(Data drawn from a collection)
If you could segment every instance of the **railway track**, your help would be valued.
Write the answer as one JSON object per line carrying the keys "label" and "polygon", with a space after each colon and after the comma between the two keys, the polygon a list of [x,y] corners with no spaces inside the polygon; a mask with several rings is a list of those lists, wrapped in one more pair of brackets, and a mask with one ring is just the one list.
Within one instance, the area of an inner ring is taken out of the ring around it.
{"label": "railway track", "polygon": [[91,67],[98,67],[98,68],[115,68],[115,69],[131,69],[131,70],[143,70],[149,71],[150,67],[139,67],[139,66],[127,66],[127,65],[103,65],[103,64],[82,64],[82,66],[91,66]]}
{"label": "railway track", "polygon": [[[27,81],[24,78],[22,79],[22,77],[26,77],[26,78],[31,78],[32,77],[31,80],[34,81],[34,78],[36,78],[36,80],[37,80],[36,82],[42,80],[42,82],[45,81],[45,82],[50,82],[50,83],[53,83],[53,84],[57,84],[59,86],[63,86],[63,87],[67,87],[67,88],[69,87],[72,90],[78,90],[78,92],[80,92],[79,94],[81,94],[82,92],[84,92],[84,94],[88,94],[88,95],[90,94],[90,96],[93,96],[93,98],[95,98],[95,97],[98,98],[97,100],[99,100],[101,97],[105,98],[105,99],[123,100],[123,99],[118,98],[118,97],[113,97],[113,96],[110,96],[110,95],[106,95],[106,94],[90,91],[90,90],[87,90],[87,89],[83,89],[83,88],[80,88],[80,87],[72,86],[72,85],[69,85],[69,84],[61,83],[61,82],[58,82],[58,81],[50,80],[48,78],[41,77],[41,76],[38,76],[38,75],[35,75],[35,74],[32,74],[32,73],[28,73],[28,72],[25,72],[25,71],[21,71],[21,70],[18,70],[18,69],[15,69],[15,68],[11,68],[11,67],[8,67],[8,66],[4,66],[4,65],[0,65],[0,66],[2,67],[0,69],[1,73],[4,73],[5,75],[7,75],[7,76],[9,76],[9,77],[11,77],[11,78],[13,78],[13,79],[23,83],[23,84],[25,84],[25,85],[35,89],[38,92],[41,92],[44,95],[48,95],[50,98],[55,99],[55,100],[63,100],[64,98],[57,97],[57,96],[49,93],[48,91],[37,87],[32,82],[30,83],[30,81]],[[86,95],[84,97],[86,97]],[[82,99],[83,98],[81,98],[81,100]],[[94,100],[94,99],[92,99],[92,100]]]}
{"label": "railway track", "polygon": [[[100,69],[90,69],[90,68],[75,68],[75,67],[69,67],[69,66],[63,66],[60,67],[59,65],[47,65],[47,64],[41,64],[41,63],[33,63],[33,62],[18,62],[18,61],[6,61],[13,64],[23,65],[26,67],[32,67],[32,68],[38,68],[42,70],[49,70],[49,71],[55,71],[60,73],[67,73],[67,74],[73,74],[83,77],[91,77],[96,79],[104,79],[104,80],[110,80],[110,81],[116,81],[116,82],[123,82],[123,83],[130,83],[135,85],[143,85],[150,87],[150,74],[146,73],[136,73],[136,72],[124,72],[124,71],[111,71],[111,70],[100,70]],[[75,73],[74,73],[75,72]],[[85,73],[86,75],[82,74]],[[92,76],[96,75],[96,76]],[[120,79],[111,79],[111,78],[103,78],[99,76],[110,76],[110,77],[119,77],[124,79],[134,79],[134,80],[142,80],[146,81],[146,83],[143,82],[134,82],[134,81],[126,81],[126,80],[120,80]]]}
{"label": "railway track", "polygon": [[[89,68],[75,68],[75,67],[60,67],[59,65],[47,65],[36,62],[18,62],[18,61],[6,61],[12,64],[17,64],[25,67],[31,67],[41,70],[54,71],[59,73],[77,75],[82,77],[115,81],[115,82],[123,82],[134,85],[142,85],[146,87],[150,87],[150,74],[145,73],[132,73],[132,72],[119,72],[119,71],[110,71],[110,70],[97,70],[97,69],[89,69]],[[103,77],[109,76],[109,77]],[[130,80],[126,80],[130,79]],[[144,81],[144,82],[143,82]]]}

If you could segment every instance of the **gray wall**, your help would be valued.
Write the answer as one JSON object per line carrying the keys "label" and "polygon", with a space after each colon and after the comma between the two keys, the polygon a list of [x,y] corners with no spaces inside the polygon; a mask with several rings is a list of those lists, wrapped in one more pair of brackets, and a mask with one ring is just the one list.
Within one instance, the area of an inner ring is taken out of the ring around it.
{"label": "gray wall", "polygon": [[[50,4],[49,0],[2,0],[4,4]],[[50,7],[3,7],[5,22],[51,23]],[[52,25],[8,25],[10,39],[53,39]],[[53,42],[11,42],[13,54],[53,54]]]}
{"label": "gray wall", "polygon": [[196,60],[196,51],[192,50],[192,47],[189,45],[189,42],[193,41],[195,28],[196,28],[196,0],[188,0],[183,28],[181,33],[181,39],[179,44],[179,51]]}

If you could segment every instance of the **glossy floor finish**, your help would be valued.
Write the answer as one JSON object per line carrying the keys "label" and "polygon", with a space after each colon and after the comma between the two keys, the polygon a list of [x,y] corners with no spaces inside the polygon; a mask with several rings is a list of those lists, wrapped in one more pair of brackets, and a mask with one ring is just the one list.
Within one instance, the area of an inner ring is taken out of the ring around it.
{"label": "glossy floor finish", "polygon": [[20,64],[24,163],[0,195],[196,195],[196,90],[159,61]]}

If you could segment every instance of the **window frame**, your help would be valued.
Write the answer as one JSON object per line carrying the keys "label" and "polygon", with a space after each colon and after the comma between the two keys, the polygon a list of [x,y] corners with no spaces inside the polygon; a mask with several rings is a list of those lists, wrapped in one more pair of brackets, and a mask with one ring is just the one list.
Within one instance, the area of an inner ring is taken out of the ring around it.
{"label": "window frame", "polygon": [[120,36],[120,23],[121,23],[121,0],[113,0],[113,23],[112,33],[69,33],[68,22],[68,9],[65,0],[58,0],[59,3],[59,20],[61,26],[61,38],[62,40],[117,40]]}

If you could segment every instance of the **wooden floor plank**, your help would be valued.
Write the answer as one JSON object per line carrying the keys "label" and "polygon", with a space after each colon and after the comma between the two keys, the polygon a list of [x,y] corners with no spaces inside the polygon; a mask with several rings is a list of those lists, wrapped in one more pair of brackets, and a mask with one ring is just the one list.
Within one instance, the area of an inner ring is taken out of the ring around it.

WORK INSTRUCTIONS
Copy the lines above unchanged, starting at the line that contains "If you could segment every instance of the **glossy" and ending with the last line.

EXERCISE OUTPUT
If you could segment every instance of the **glossy floor finish**, your help would be valued.
Write the answer as one JSON object per line carrying the keys "label" and "polygon", with a space after each colon and after the comma between the two keys, the polygon a list of [x,y] corners with no spaces inside the polygon; a mask with several rings is a list of those lists, wrapped in one more pair of brackets, and a mask with one ring is just the one list.
Within one instance, the area of an inner ring is taken out of the ring around it.
{"label": "glossy floor finish", "polygon": [[20,64],[24,163],[0,195],[196,195],[196,90],[159,61]]}

If you could segment every instance of the **window frame**, your help would be valued.
Write the answer as one JSON object per line carrying the keys "label" and "polygon", with a space after each colon and after the comma between the two keys, the polygon a list of [x,y] corners with no spaces inside the polygon; a mask with several rings is a list of those lists, wrapped in one more pair of brackets, and a mask with one ring is just the one list.
Within one instance, the area of an inner ring is taken out of the ring around it.
{"label": "window frame", "polygon": [[120,36],[120,23],[121,23],[121,0],[113,0],[113,23],[112,33],[69,33],[68,22],[68,9],[65,0],[58,0],[59,3],[59,20],[61,26],[61,38],[62,40],[117,40]]}

If you could segment every instance of the **wooden floor plank**, your help would be valued.
Write the answer as one JSON object per line carrying the keys "label" and "polygon", with a space after each colon and after the comma between the two keys, the polygon a list of [x,y] corners with no spaces inside the polygon; a mask with several rings is a list of those lists, wrapped in one more pair of brackets, and a mask with one ring is just the one list.
Within one instance, the area of an inner ring is taken out of the ring around it.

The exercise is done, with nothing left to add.